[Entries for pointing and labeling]
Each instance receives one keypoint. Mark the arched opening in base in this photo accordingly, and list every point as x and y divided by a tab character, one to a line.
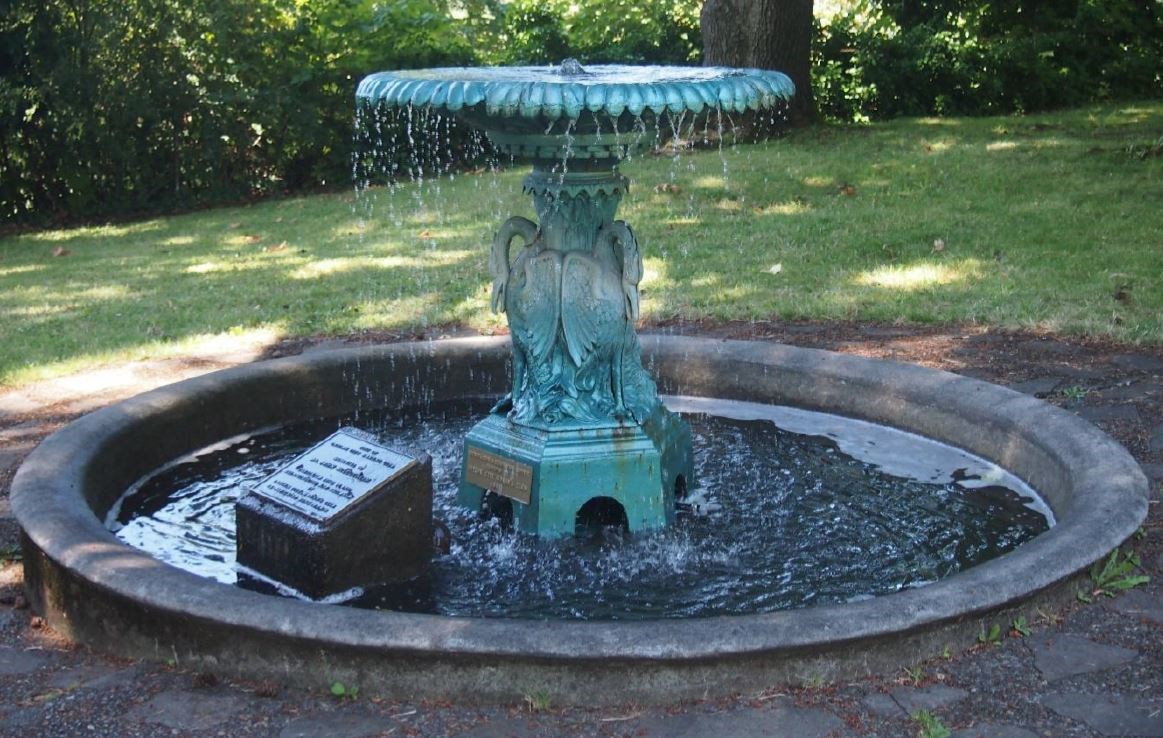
600	514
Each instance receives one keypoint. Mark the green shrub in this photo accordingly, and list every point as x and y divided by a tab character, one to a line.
119	106
876	61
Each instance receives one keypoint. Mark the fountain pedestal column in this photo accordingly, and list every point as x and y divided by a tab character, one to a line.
583	422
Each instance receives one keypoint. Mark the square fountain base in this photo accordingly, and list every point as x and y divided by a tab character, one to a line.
550	474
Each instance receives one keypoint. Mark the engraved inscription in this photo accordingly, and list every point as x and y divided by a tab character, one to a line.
505	477
333	474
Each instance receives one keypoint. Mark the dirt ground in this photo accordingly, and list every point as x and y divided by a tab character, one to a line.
52	687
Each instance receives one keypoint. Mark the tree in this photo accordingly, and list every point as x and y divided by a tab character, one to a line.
763	34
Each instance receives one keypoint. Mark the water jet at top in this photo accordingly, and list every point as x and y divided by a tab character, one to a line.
583	421
576	392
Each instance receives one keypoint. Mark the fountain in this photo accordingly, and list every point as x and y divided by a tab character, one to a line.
583	422
577	396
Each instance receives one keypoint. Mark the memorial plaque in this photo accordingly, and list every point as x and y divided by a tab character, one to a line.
332	475
500	474
347	515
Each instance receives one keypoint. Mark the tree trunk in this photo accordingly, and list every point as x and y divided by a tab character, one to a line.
763	34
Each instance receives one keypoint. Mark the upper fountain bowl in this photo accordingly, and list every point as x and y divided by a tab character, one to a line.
570	112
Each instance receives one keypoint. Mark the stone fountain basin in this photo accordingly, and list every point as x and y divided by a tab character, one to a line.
97	589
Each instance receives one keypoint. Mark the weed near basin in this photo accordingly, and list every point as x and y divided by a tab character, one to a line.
1049	222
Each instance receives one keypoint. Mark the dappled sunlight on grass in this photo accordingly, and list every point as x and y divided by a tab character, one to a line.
100	231
73	294
937	122
787	207
919	276
9	271
826	223
708	183
427	259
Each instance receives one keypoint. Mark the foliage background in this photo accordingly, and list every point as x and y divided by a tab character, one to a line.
115	107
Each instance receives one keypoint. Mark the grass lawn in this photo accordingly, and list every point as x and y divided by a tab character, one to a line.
1048	222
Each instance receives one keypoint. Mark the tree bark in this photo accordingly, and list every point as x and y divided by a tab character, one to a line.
763	34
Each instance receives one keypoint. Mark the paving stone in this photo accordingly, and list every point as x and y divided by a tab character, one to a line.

Task to carry out:
Reproduce everything from the line containing "Each instance receives one keypoint. Mark the grass" down to the end of the material, replacing "tree bark" with "tree trunk" and leaving all else unchanged.

Final answer:
Each instance receives one keypoint. Mark the grass lawn in this photo accordingly, and list every point as x and y divided by a tab character, one to a line.
1048	222
Each instance receives one keypoint. Mark the tree trunk in this photo accordingly, and list every point as x and y divided by a tab character, one to a line.
763	34
Each instance receives one keypoint. Mark the paving stone in this photo accordingly, and list every point as x and y divided by a tab character, one to a line.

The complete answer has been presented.